• [GOAL]: Everything from the line containing "Expected: one point per instance of the shingled" through the last line of the records must be returned verbatim, and nothing outside that range.

# # # # # # #

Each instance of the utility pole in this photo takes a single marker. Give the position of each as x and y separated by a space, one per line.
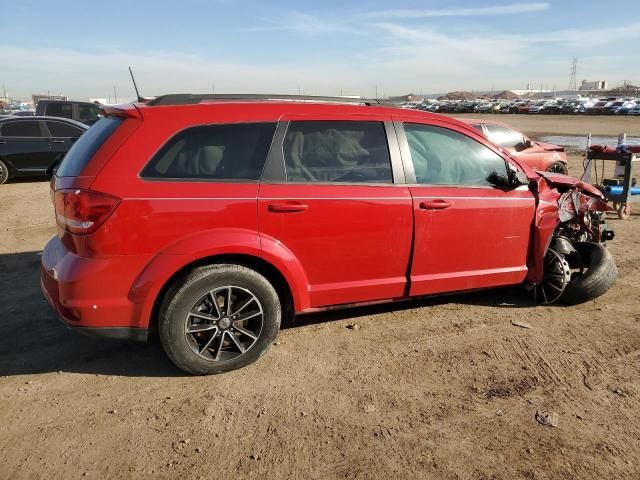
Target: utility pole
573 78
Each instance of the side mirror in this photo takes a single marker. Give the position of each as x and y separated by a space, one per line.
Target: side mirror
516 176
498 179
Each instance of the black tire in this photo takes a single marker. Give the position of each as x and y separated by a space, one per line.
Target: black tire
598 276
558 167
181 300
4 173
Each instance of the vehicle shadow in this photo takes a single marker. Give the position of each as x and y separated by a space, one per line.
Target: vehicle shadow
35 341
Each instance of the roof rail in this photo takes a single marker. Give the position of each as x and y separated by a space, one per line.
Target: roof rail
191 99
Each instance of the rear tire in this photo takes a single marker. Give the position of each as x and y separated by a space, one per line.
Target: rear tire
4 173
212 341
598 276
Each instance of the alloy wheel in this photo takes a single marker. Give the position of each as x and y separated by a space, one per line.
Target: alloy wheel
224 323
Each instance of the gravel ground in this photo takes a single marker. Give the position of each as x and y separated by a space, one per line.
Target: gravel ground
438 388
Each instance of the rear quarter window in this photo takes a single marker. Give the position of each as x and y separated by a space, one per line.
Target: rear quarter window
87 145
214 152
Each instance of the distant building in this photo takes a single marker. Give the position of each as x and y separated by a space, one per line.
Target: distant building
36 98
411 97
597 85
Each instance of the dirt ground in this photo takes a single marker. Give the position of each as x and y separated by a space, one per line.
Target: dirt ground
441 388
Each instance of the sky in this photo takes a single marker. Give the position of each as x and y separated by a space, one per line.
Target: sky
82 48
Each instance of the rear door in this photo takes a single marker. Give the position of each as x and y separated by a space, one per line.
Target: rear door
333 196
25 145
468 232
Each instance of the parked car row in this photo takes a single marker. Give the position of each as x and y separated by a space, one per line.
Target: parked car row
588 106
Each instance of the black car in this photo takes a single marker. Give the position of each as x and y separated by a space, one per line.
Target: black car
29 145
83 112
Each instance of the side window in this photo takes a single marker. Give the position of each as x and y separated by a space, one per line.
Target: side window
505 137
337 151
214 152
87 113
444 157
60 129
64 110
22 128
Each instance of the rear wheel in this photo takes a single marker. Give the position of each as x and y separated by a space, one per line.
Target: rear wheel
219 318
558 167
4 173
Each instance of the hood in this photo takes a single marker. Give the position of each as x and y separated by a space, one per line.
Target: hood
560 180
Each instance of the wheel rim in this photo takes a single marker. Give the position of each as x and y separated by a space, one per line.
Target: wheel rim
556 277
557 168
224 323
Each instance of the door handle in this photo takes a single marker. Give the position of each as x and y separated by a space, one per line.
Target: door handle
437 204
287 207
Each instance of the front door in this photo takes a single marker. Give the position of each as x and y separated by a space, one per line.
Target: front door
469 233
331 201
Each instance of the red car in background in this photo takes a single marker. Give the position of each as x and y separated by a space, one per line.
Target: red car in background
538 155
209 220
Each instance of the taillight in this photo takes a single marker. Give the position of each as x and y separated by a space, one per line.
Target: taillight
82 211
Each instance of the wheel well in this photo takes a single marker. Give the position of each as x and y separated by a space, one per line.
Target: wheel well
261 266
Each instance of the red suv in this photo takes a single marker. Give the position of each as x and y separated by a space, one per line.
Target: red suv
211 219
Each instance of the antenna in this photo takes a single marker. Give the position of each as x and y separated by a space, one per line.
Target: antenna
140 99
572 79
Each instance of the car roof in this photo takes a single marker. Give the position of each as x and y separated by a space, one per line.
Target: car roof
69 101
33 117
276 106
474 121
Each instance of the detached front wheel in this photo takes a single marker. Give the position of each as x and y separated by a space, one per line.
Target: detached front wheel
219 318
594 277
558 167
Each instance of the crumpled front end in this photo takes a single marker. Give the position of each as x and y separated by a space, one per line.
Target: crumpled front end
569 209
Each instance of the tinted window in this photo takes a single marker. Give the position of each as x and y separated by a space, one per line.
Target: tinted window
60 110
222 152
87 113
505 137
337 151
444 157
60 129
87 145
21 129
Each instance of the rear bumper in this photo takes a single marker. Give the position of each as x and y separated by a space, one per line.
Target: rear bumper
90 295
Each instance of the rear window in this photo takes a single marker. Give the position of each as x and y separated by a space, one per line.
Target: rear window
59 129
87 145
22 128
64 110
214 152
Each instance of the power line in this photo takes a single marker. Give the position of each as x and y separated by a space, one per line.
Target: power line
573 82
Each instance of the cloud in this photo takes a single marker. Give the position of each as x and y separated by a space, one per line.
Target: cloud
489 10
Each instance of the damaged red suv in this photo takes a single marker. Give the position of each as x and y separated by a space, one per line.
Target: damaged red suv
212 218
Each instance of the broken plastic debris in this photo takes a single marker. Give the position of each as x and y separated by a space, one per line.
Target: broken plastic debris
549 419
520 323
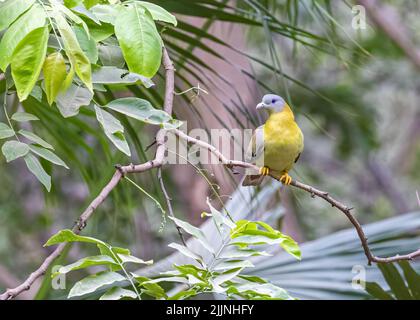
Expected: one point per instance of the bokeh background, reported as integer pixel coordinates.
(355, 93)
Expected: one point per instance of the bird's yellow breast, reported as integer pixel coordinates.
(283, 141)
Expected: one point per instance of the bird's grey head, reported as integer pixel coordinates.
(272, 102)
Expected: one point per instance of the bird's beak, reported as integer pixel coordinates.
(261, 105)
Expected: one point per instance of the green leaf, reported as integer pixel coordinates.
(249, 233)
(23, 117)
(194, 231)
(69, 102)
(37, 93)
(82, 11)
(5, 131)
(233, 264)
(158, 13)
(54, 75)
(36, 168)
(219, 218)
(48, 155)
(125, 258)
(111, 55)
(27, 61)
(67, 235)
(139, 40)
(252, 278)
(235, 252)
(13, 150)
(412, 278)
(78, 59)
(185, 294)
(167, 279)
(113, 129)
(291, 246)
(261, 291)
(113, 75)
(118, 293)
(87, 44)
(34, 138)
(395, 281)
(10, 10)
(86, 263)
(95, 282)
(100, 32)
(185, 251)
(225, 276)
(140, 109)
(32, 19)
(377, 292)
(72, 3)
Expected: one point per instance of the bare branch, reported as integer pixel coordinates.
(116, 178)
(157, 162)
(169, 204)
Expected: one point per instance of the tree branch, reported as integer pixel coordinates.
(157, 162)
(169, 205)
(116, 178)
(314, 192)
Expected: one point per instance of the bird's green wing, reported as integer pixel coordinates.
(256, 145)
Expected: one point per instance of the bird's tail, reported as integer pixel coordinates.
(252, 180)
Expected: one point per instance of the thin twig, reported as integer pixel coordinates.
(313, 192)
(157, 162)
(169, 204)
(116, 178)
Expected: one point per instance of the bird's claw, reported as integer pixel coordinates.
(265, 171)
(286, 179)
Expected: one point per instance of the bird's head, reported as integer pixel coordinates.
(272, 103)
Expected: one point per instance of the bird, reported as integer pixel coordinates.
(276, 145)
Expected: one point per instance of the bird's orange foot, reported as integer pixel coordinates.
(265, 171)
(286, 179)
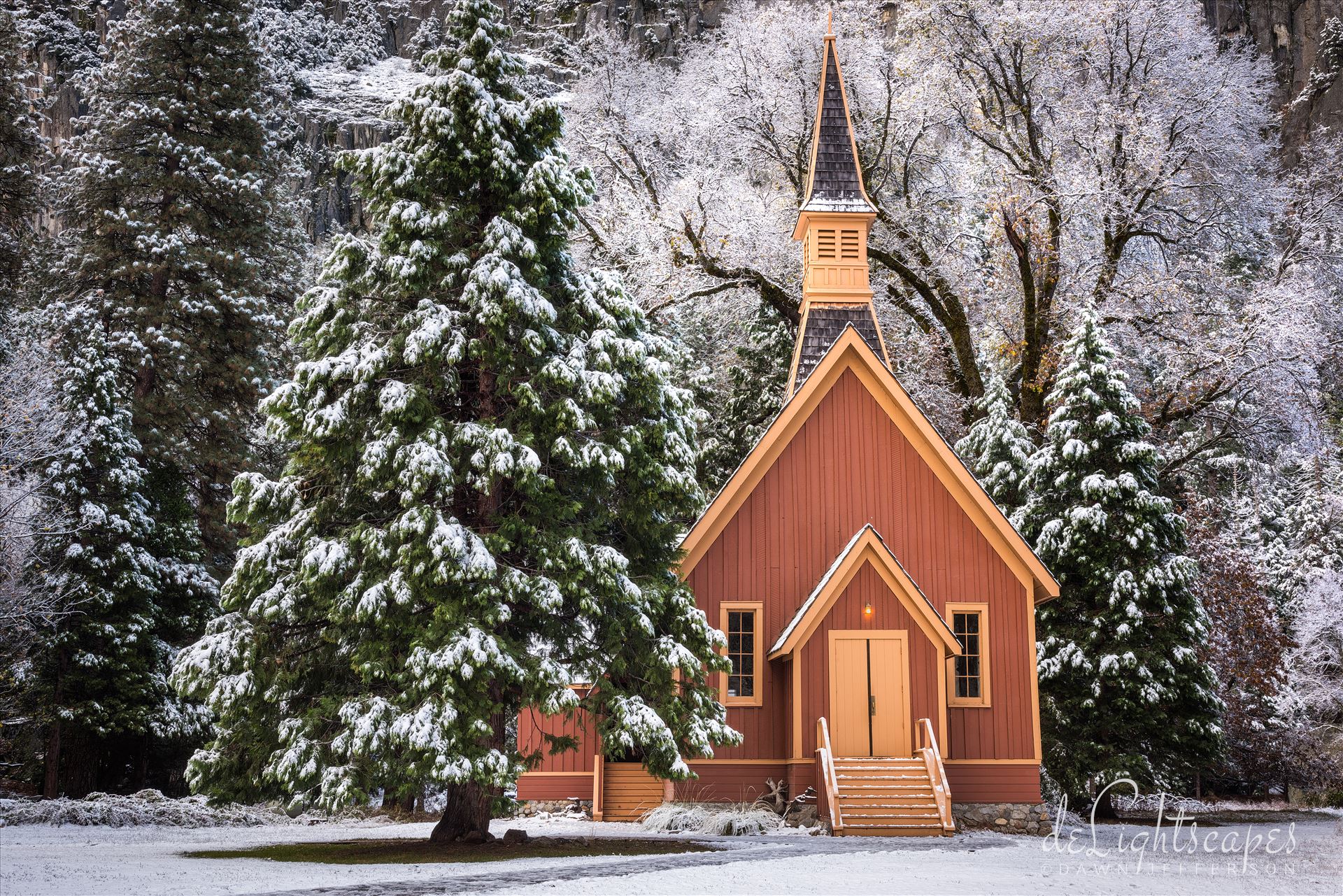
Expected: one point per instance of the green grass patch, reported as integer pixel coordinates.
(402, 852)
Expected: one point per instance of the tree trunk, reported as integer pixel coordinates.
(467, 811)
(51, 783)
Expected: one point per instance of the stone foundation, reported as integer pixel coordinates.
(1009, 818)
(528, 808)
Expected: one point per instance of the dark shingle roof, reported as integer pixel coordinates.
(823, 328)
(834, 182)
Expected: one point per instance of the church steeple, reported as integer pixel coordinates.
(833, 226)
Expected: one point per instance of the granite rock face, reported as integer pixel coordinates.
(1288, 33)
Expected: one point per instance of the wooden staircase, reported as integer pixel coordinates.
(887, 797)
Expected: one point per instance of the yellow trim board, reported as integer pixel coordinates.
(985, 699)
(865, 547)
(758, 653)
(851, 354)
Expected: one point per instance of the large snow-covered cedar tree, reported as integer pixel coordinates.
(1123, 692)
(488, 476)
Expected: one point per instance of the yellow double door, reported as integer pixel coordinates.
(869, 693)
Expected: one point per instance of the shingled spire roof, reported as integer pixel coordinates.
(834, 183)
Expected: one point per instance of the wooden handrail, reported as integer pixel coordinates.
(825, 755)
(937, 773)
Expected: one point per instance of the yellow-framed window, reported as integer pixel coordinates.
(744, 684)
(969, 680)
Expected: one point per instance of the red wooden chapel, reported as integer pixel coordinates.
(877, 604)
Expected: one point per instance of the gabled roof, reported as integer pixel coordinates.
(834, 182)
(852, 354)
(821, 327)
(867, 546)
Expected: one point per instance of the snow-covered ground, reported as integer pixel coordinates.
(148, 862)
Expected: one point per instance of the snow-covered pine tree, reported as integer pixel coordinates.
(483, 503)
(22, 150)
(997, 449)
(102, 672)
(1123, 692)
(180, 238)
(755, 394)
(294, 35)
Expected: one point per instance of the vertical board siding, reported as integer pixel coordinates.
(531, 727)
(576, 786)
(846, 467)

# # # # # # #

• [CORRECT OUTPUT]:
Expected: one point per instance of the shingled spire roof, reported as integer pixel coordinates.
(834, 183)
Expected: one point per instance of the wooden handrail, reported as integer pixel coordinates.
(825, 755)
(937, 773)
Expected: one point per instance of the yellow-framed window, reported as integer pixel coordinates.
(744, 684)
(969, 680)
Expected: one point per instance of the red wooden chapel, reported as integer pixel coordinates.
(877, 604)
Expected: one point per instance of the gabled roof, reported as integer pixel coordinates.
(834, 182)
(852, 354)
(821, 327)
(867, 546)
Expected: one point per instance of the snow-covered ground, reported as integer pixel coordinates.
(148, 862)
Expected: one point per instance of the snow-covered pine tree, reported as integer pixel coordinates.
(483, 503)
(22, 150)
(997, 449)
(102, 672)
(1123, 692)
(180, 238)
(755, 394)
(294, 35)
Expected: one point per instance of the vertical board siding, reported as integer pixel coordinates.
(531, 727)
(576, 786)
(846, 467)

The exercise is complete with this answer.